* **Excerpt to read**:
——

The results suggest that the human–pet relationship may benefit older adults, with both Branson et al. [39] and Demeter [54] finding that older adults with a pet had stronger EF ability across executive control and sustained attention than older adults without a pet. In comparison, it does not appear that caring for a pet influences children’s EFs. In the study by Tepper and colleagues [38], there was no evidence to suggest that engagement in pet care chores predicted EFs, whereas engagement in other household chore types (e.g., children making their own beds) was a predictor of EF ability. Supporting this, the longitudinal study by Purewal [55] found no significant developmental differences between individuals with a pet, regardless of the pet species, versus individuals without a pet. The results for the four studies exploring the human–pet relationship are shown in Table 1.
The quality of the four human–pet relationship studies could not be assessed using JBI checklists, which are not designed for longitudinal studies or cross-sectional research not pertaining to epidemiology and disease prevalence [49,58]. For these studies, we instead note the limitations inherent in these studies, including the use of convenience sampling [39,54] and that the cross-sectional data means that casual interpretations cannot be made [38,39,54,55].

3.4. Research Question 2: Presence of an Animal

Several studies (n = 6) examined whether interacting with an animal impacts performance on an EF task. These studies were further divided into two categories: completing EF tasks whilst in the presence of an animal (n = 4, 66.7%) [59,60,61,62] and completing EF tasks immediately after interacting with an animal (n = 2, 33.3%) [63,64]. Two of the studies did not provide enough detailed information to determine the time spent in the overall experiment (e.g., greeting researchers, receiving instructions, testing with animal present, finishing experiment) versus actual time spent directly interacting with the animal. Of the four studies that provided information about the total time spent with the animal [59,62,63,64], interactions ranged between 3 min and 15 min in length (M time = 6.25, SD = 5.85).
For the three studies examining children, the mean age was 10.18 years (SD = 2.33), with two of these studies recruiting from populations with a diagnosis of neurodevelopmental and/or behavioural disorders [59] and a learning disability [61]. There appears to be some evidence that the presence of an animal can improve cognitive flexibility and inhibitory skills [59] and WM [61,63] for children. In addition, Hediger and Turner [63] found that brain activity, as measured by neurofeedback in the frontal lobe and the prefrontal cortex, the area of the brain associated with EFs, was greater when interacting with a real dog versus a robotic control.

——

* **Tasks to complete**:
- A) According to the excerpt on pets and executive functions, how long did interactions with the animal last in the four studies that reported total time spent with it?
- B) Write the next part of the excerpt on pets and executive functions, starting right after its last sentence.

* **Dataset extract**:

——

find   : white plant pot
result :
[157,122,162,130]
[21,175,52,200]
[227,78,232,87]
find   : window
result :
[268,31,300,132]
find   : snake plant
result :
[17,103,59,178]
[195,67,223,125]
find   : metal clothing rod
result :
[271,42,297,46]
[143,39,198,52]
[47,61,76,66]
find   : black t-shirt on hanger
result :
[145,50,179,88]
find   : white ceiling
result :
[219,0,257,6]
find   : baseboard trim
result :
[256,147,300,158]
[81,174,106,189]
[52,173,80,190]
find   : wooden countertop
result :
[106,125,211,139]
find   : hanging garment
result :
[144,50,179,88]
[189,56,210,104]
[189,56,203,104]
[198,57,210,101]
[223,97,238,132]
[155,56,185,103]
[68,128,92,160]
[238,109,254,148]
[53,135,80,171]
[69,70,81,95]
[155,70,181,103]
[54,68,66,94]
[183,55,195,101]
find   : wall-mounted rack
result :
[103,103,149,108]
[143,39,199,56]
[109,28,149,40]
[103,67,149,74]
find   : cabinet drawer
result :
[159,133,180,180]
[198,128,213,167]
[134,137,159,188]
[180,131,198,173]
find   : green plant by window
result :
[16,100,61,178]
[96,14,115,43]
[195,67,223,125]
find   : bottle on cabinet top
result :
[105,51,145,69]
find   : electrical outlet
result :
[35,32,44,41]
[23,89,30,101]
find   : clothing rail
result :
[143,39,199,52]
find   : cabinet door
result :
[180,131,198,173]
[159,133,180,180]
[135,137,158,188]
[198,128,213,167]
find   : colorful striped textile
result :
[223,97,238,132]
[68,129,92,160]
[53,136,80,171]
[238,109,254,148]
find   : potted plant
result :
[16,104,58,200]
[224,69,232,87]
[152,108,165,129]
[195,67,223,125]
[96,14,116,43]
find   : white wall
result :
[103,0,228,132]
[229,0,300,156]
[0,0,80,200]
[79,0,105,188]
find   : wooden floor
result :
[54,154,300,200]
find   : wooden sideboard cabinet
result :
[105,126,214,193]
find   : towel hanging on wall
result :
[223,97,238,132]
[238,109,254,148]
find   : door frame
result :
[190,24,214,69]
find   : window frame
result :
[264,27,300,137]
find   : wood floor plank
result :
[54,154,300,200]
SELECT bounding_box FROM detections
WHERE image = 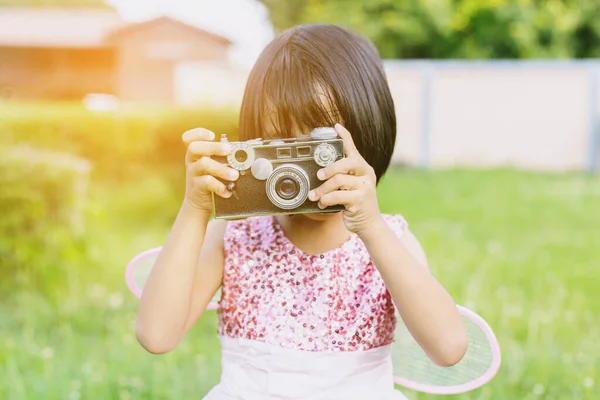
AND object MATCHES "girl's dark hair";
[240,25,396,181]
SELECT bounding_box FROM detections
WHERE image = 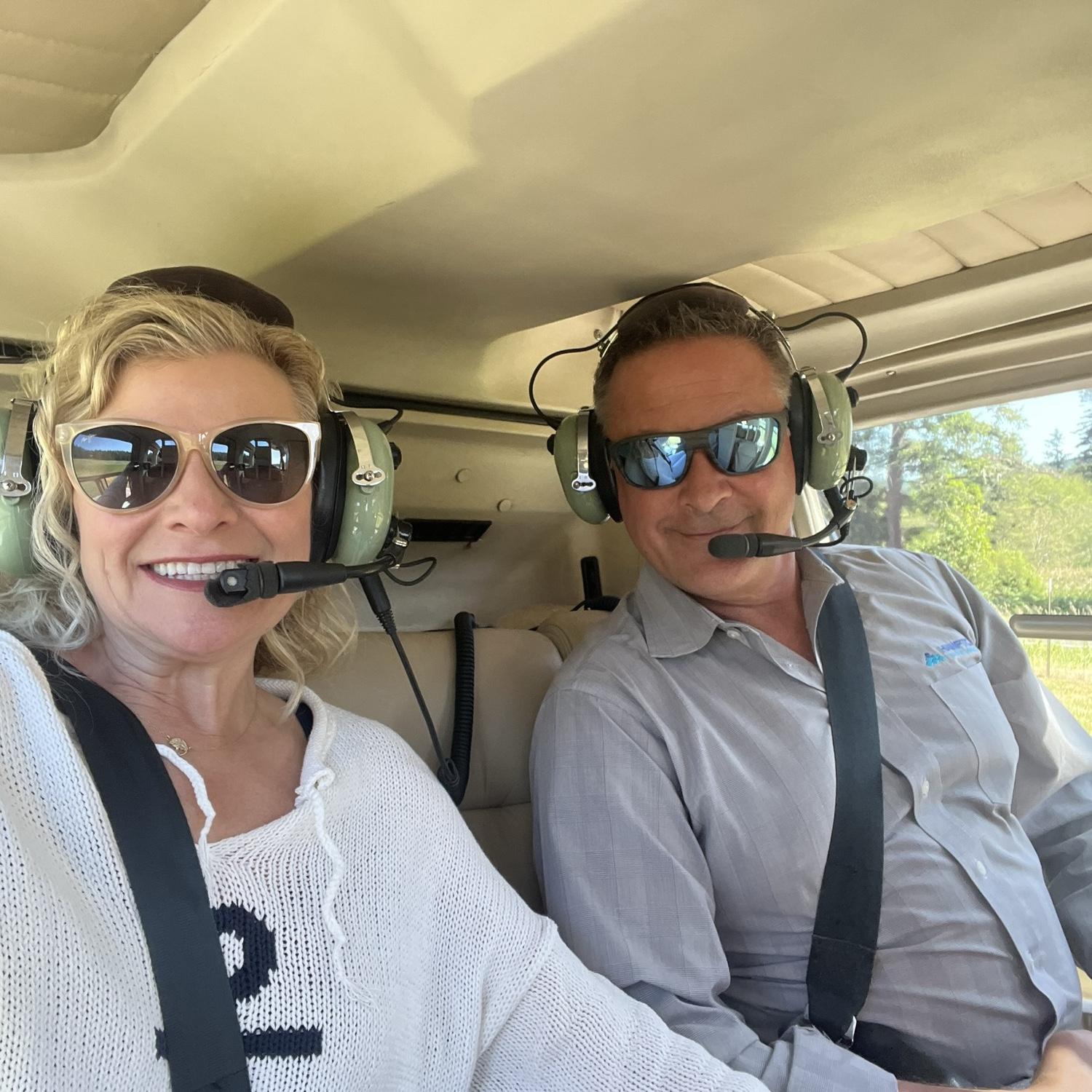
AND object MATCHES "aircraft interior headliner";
[0,0,1092,419]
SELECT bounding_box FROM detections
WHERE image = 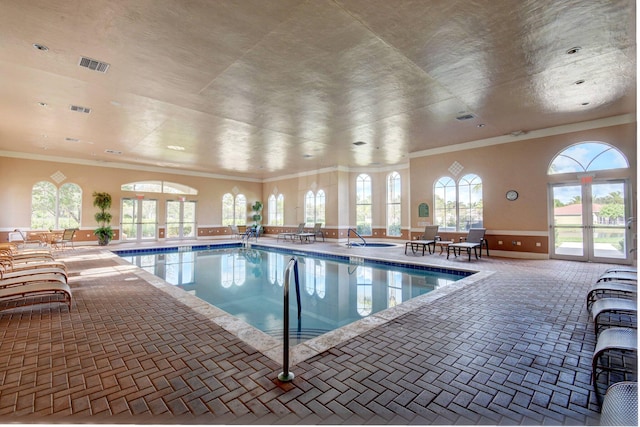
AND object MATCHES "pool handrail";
[347,228,367,247]
[278,256,302,382]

——

* **Results by task**:
- A) Between 3 min and 15 min (M = 6.25, SD = 5.85).

- B)
For the studies exploring EFs in adults, all participants were recruited from university students (Mage = 20.09, SD = 1.00). In a neuroimaging study by Nagasawa et al. [62], participants demonstrated greater prefrontal cortex activation when interacting with a cat, with the authors concluding that this may transfer to overall EF ability. In comparison, Thayer and Stevens [64] found no significant changes in EFs when interacting with a dog across two independent experiments, as measured by performance on WM tasks. Similarly, results from Gee et al.’s [60] counterbalanced study were mixed, with participants improving in EF task performance when either the human collaborator or the dog were simply sitting next to the participant. However, performance was poorest when participants were required to maintain physical contact with the dog compared to when they were maintaining physical contact with the human collaborator [60]. The study characteristics and results of all six studies are presented in Table 2.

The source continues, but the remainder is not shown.